*** Texte retenu ***

La loi d’orientation et de programmation de la justice, votée fin novembre, prévoit le transfert du contentieux de la tarification sanitaire et sociale aux juridictions administratives de droit commun. Une réforme susceptible de priver le secteur d’une spécialisation qui contribue pourtant à la qualité de la réponse judiciaire.

Jusqu’au 20 novembre, peu se risquaient à l’envisager. Le projet couvait certes depuis longtemps [1], mais voilà que la réforme devient réalité. Au 1er janvier 2025, les tribunaux interrégionaux et la Cour nationale de la tarification sanitaire et sociale (TITSS et CNTSS) disparaîtront, laissant aux juridictions de droit commun le soin de traiter les recours des établissements et services sociaux et médico-sociaux (ESSMS) contre les décisions administratives [2]. Outre l’indignation qu’elle n’a pas manqué de susciter chez les acteurs du secteur, cette décision inquiète aussi. « D’accord, le transfert se fait mais l’urgence aujourd’hui est de savoir comment cette réforme sera mise en œuvre, alerte Adrien Casseron, adjoint à la direction du pôle Offre sociale et médico-sociale de l’organisation patronale Nexem. Or, pour l’instant, on ne peut faire que des hypothèses faute de connaître les modalités. Le pire serait qu’il y ait une rupture de procédure des contentieux tarifaires en cours. »

Simplification et optimisation

Pour justifier ce transfert, le Gouvernement s’appuie entre autres sur un rapport de la Mission d’inspection des juridictions administratives (Mija) de 2020. Il constate ainsi une diminution du nombre de litiges depuis 2014, avec « un peu moins de 200 affaires par an pour les TITSS et moins de 50 pour la CNTSS », indique la Direction générale de la cohésion sociale (DGCS) dans une note adressée à Direction[s].

***

# Consigne A
Condensez le paragraphe du texte retenu qui commence par « Jusqu’au 20 novembre » en conservant ses faits essentiels.
# Consigne B
Traduisez en anglais la phrase suivante du texte retenu : « Pour justifier ce transfert, le Gouvernement s’appuie entre autres sur un rapport de la Mission d’inspection des juridictions administratives (Mija) de 2020. »
# Consigne C
Modifiez le passage du texte retenu qui commence par « Pour justifier ce » et se termine par « adressée à Direction[s]. » en y remplaçant « rapport » par « bilan ».

*** Données à examiner ***

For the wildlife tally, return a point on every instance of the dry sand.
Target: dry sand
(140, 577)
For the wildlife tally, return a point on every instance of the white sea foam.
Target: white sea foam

***

# Résultat A
Longtemps en projet mais peu envisagée jusqu’au 20 novembre, la réforme devient réalité. Au 1er janvier 2025, les TITSS et la CNTSS disparaîtront. Les juridictions de droit commun traiteront alors les recours des ESSMS contre les décisions administratives. Indignés, les acteurs du secteur sont aussi inquiets. Adrien Casseron, de Nexem, juge urgent de savoir comment la réforme sera mise en œuvre, faute de connaître ses modalités. Il redoute surtout une rupture de procédure des contentieux tarifaires en cours.

# Résultat B
To justify this transfer, the Government relies, among other things, on a 2020 report by the Mission d’inspection des juridictions administratives (Mija).

# Résultat C
Pour justifier ce transfert, le Gouvernement s’appuie entre autres sur un bilan de la Mission d’inspection des juridictions administratives (Mija) de 2020. Il constate ainsi une diminution du nombre de litiges depuis 2014, avec « un peu moins de 200 affaires par an pour les TITSS et moins de 50 pour la CNTSS », indique la Direction générale de la cohésion sociale (DGCS) dans une note adressée à Direction[s].